> _TRAVAIL À FAIRE_
Reprenez tout le passage allant de la ligne qui contient « Indicate every instance of the cloud » jusqu'à la fin des entrées, en décalant de 7 chaque coordonnée des réponses, sans changer les coordonnées données comme modèle de format. N'incluez pas les images dans votre réponse.

> _LES ENTRÉES_
════
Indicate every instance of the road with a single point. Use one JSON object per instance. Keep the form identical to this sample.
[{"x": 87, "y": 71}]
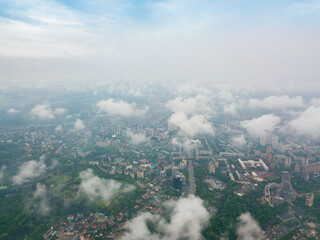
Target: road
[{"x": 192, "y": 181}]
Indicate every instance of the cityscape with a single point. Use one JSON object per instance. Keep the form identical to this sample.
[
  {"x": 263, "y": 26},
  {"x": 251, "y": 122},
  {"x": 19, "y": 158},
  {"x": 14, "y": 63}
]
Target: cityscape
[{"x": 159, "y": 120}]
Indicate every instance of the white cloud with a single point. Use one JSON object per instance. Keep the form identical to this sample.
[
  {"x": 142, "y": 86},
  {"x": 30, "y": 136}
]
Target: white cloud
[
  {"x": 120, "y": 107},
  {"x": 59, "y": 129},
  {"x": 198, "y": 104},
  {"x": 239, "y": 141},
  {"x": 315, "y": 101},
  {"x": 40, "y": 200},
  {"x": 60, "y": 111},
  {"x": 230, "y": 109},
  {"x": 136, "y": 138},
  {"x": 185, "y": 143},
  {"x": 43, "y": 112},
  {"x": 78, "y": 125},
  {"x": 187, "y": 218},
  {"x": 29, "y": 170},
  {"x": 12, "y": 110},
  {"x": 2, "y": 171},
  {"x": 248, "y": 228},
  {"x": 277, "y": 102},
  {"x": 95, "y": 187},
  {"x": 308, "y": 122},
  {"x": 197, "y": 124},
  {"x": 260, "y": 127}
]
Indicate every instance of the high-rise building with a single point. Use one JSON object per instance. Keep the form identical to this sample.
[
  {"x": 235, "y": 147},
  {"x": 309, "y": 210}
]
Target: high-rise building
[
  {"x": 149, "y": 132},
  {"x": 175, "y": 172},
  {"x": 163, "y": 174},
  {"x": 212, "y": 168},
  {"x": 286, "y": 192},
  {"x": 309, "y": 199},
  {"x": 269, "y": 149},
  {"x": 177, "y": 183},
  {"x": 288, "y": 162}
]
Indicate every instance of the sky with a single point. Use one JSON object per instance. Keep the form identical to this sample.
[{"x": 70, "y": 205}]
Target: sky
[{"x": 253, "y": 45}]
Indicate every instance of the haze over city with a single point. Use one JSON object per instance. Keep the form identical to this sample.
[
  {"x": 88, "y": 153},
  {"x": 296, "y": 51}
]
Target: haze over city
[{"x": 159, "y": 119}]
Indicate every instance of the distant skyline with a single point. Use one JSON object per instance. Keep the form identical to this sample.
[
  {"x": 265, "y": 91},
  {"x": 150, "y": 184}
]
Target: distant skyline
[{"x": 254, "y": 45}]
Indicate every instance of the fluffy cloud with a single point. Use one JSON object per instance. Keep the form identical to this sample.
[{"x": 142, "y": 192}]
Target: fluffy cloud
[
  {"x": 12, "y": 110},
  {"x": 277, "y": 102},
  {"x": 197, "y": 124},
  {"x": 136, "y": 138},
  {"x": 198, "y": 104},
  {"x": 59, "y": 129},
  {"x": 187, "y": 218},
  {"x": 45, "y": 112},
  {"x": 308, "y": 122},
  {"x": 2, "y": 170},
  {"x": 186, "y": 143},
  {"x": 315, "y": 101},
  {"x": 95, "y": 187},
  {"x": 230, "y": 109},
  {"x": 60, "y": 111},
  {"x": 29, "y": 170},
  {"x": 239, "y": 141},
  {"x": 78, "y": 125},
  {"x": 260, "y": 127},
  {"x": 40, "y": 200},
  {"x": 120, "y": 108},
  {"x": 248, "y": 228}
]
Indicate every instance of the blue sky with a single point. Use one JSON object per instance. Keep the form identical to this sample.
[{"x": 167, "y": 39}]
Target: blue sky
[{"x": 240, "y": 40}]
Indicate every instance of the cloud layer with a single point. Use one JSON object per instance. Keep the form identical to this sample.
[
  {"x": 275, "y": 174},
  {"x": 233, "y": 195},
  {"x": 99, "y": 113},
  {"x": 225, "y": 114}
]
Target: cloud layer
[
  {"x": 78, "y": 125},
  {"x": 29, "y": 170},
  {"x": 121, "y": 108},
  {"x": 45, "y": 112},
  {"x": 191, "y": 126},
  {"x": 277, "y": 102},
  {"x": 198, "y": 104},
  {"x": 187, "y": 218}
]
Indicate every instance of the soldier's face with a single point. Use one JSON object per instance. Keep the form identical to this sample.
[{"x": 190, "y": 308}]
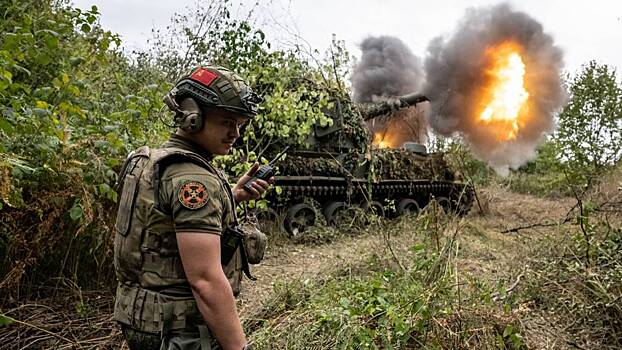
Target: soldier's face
════
> _SOLUTION RÉDIGÉE_
Indicate every instance of the cloud layer with a single point. Use one JSON object per instance. Keep the form identical to this sample.
[
  {"x": 275, "y": 174},
  {"x": 233, "y": 195},
  {"x": 99, "y": 113},
  {"x": 225, "y": 114}
]
Target: cloud layer
[
  {"x": 85, "y": 132},
  {"x": 36, "y": 177},
  {"x": 128, "y": 115},
  {"x": 52, "y": 119},
  {"x": 198, "y": 133},
  {"x": 284, "y": 109},
  {"x": 205, "y": 111},
  {"x": 194, "y": 225}
]
Indicate every instance of the soldier's face with a single point. Use one JSON object per instance. Keep the form identical to this sample.
[{"x": 190, "y": 308}]
Target: soldier's face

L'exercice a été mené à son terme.